Position annotation records:
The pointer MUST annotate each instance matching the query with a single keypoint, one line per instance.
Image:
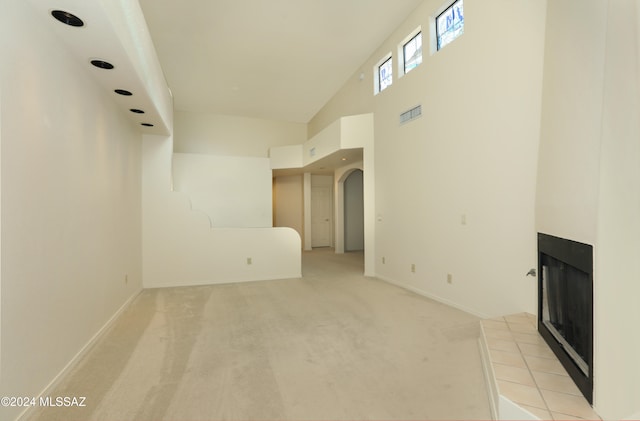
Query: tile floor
(528, 373)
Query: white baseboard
(79, 355)
(489, 377)
(433, 297)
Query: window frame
(377, 79)
(402, 57)
(437, 37)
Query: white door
(321, 216)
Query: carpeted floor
(333, 345)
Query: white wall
(235, 191)
(180, 248)
(289, 200)
(71, 206)
(214, 134)
(472, 154)
(589, 178)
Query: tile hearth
(521, 367)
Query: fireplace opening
(565, 305)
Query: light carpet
(333, 345)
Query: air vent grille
(411, 114)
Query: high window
(383, 74)
(450, 24)
(412, 53)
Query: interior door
(321, 216)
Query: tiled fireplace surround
(524, 374)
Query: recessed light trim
(101, 64)
(67, 18)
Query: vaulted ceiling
(272, 59)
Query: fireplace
(565, 305)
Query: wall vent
(411, 114)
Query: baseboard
(489, 378)
(79, 355)
(433, 297)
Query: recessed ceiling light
(102, 64)
(67, 18)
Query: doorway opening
(354, 212)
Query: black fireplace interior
(565, 305)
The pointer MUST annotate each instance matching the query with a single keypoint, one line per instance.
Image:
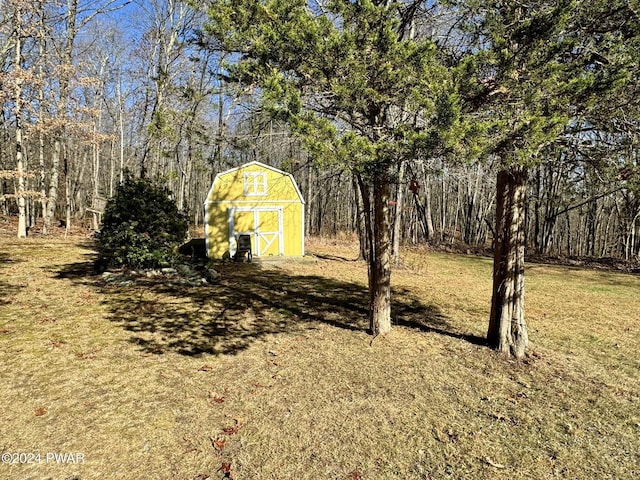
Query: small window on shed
(255, 183)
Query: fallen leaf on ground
(40, 411)
(493, 464)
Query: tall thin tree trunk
(397, 220)
(380, 263)
(22, 211)
(507, 327)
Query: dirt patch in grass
(270, 374)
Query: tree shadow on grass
(245, 304)
(6, 289)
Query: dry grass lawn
(269, 374)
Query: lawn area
(269, 373)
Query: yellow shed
(258, 200)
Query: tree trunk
(397, 220)
(380, 263)
(507, 328)
(22, 211)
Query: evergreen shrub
(141, 227)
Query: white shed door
(264, 224)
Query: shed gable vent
(255, 184)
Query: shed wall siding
(228, 194)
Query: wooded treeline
(92, 88)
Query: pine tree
(540, 67)
(356, 86)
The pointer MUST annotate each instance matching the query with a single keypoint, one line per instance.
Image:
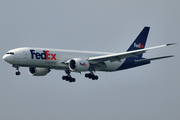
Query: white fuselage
(54, 58)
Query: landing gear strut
(91, 76)
(17, 68)
(68, 77)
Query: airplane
(41, 60)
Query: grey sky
(144, 93)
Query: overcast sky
(149, 92)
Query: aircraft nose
(8, 58)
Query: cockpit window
(10, 53)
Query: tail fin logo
(83, 64)
(138, 45)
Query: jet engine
(38, 71)
(78, 64)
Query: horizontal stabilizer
(144, 60)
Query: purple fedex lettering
(45, 55)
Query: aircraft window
(10, 53)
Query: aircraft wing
(119, 56)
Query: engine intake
(78, 64)
(38, 71)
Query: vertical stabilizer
(140, 41)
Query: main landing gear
(68, 77)
(91, 76)
(17, 68)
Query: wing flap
(119, 56)
(156, 58)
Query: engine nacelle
(78, 64)
(38, 71)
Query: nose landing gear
(17, 68)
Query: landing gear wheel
(18, 73)
(68, 77)
(91, 76)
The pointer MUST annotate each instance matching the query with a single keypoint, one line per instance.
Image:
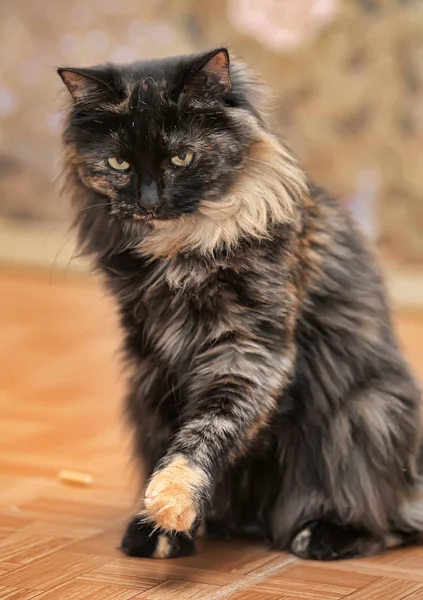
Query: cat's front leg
(232, 394)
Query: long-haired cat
(267, 391)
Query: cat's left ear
(209, 76)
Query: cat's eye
(182, 160)
(118, 164)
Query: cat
(267, 392)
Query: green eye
(182, 160)
(118, 164)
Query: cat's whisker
(66, 238)
(94, 206)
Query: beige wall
(348, 97)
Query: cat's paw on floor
(144, 540)
(322, 540)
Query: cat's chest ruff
(186, 310)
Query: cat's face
(173, 155)
(156, 139)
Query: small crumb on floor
(75, 478)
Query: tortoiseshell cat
(267, 392)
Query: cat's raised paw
(170, 498)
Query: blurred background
(347, 86)
(347, 81)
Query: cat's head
(172, 155)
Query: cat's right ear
(83, 83)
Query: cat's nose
(149, 197)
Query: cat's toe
(143, 540)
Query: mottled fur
(267, 392)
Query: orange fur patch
(170, 495)
(264, 194)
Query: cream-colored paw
(170, 496)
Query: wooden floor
(59, 402)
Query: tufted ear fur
(84, 83)
(209, 75)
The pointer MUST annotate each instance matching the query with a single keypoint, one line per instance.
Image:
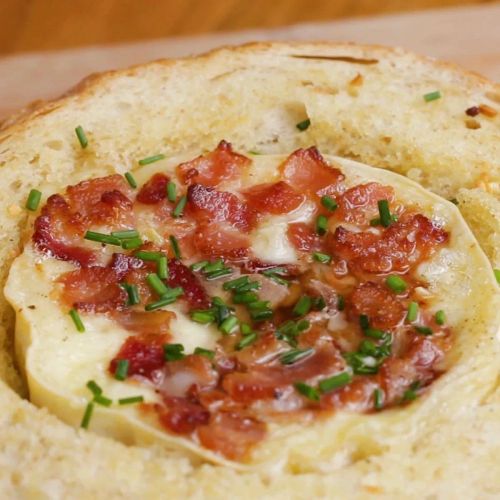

WHAT YOU SHOULD DO:
From the line that contains "Query: wooden floor" through the end of the data, rewrite every line with the requests kept. Multiply each coordinate in the answers by 0.45, round it to a whole number with halves going up, and omit the pictures.

ANSWER TO THIS EXERCISE:
Query: wooden floor
(27, 181)
Query: tufted ear fur
(38, 37)
(94, 34)
The pointer MUST annotate each instance matching the query with a single keypoint, one line per instance.
Image:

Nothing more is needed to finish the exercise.